* _Extracted entries_:
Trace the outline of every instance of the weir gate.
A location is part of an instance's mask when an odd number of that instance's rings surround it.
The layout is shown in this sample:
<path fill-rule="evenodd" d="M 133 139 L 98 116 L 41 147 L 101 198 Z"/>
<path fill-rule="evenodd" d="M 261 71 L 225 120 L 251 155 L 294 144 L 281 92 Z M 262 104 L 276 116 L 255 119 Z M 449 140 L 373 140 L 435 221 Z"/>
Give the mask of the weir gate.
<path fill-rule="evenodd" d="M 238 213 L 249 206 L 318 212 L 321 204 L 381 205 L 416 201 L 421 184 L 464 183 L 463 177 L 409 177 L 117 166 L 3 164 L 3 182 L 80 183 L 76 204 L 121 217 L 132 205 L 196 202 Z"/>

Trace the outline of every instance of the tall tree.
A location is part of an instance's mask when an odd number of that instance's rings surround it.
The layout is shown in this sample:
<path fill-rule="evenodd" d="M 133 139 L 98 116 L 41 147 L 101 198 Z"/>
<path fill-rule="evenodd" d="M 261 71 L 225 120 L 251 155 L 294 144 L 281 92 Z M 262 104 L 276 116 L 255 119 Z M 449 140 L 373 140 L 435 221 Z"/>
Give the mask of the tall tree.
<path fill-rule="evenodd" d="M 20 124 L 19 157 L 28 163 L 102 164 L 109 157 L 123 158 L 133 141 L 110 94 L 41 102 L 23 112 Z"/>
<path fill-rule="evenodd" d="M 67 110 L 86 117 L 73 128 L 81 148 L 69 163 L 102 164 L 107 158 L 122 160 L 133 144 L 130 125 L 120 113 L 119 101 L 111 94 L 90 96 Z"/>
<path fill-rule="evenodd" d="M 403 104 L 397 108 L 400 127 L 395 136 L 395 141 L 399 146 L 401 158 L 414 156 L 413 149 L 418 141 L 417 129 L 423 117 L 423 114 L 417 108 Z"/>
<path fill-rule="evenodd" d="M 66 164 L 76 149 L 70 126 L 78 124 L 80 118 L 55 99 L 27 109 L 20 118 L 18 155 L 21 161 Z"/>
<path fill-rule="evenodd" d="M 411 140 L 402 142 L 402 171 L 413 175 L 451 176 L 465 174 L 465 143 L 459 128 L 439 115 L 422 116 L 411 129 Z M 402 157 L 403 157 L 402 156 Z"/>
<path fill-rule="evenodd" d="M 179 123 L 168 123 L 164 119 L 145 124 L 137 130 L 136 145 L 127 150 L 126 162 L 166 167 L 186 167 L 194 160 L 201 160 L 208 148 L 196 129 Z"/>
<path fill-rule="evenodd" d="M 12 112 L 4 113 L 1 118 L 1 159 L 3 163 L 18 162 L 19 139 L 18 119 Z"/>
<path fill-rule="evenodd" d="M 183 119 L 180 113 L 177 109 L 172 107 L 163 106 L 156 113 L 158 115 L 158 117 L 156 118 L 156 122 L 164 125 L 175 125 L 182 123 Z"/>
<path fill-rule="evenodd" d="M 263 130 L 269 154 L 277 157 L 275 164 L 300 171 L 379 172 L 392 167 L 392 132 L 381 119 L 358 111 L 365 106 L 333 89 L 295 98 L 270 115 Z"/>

* _Problem description_:
Copy out every row above verbatim, changing nothing.

* _Full answer_:
Trace the outline of every instance of the weir gate.
A location is part of an instance's mask when an odd number of that instance's rings surround it.
The layout is shown in this sample:
<path fill-rule="evenodd" d="M 133 139 L 98 116 L 41 147 L 101 198 Z"/>
<path fill-rule="evenodd" d="M 261 71 L 225 120 L 251 155 L 294 144 L 281 92 Z M 262 104 L 276 116 L 255 119 Z M 449 140 L 373 140 L 435 221 Z"/>
Give the mask of the weir gate.
<path fill-rule="evenodd" d="M 238 213 L 249 206 L 318 212 L 321 204 L 381 205 L 416 201 L 421 184 L 464 183 L 463 177 L 409 177 L 117 166 L 3 164 L 3 182 L 80 183 L 76 204 L 121 217 L 132 205 L 196 202 Z"/>

Trace the outline of every instance of the tall tree.
A location is part of an instance's mask when an odd number of that instance's rings surround it.
The layout is shown in this sample:
<path fill-rule="evenodd" d="M 133 139 L 98 116 L 41 147 L 101 198 Z"/>
<path fill-rule="evenodd" d="M 261 71 L 225 120 L 251 155 L 294 144 L 281 92 Z M 262 104 L 276 116 L 255 119 Z M 449 140 L 373 140 L 435 221 Z"/>
Give the mask of the tall tree.
<path fill-rule="evenodd" d="M 20 124 L 19 157 L 28 163 L 102 164 L 109 157 L 123 158 L 133 141 L 110 94 L 41 102 L 23 112 Z"/>
<path fill-rule="evenodd" d="M 67 110 L 86 117 L 73 128 L 81 148 L 69 163 L 102 164 L 107 158 L 122 160 L 133 144 L 130 125 L 120 113 L 119 101 L 111 94 L 90 96 Z"/>
<path fill-rule="evenodd" d="M 403 104 L 397 108 L 400 127 L 395 136 L 395 141 L 399 146 L 401 158 L 414 156 L 413 149 L 418 141 L 417 129 L 423 117 L 423 114 L 417 108 Z"/>
<path fill-rule="evenodd" d="M 66 164 L 76 149 L 70 126 L 78 124 L 80 118 L 55 99 L 27 109 L 20 118 L 18 155 L 21 161 Z"/>
<path fill-rule="evenodd" d="M 411 140 L 402 142 L 402 171 L 413 175 L 451 176 L 465 174 L 465 143 L 459 128 L 439 115 L 422 116 L 411 129 Z M 402 157 L 403 157 L 402 156 Z"/>
<path fill-rule="evenodd" d="M 179 123 L 168 123 L 164 119 L 145 124 L 137 130 L 136 145 L 127 150 L 126 162 L 166 167 L 186 167 L 194 160 L 201 160 L 208 148 L 196 129 Z"/>
<path fill-rule="evenodd" d="M 12 112 L 4 113 L 1 118 L 1 159 L 3 163 L 18 162 L 19 139 L 18 119 Z"/>
<path fill-rule="evenodd" d="M 183 119 L 180 113 L 177 109 L 172 107 L 163 106 L 156 113 L 158 115 L 158 117 L 156 118 L 156 122 L 164 125 L 175 125 L 182 123 Z"/>
<path fill-rule="evenodd" d="M 263 130 L 269 154 L 277 157 L 275 164 L 300 171 L 379 172 L 392 167 L 392 132 L 381 119 L 358 111 L 365 106 L 333 89 L 295 98 L 270 115 Z"/>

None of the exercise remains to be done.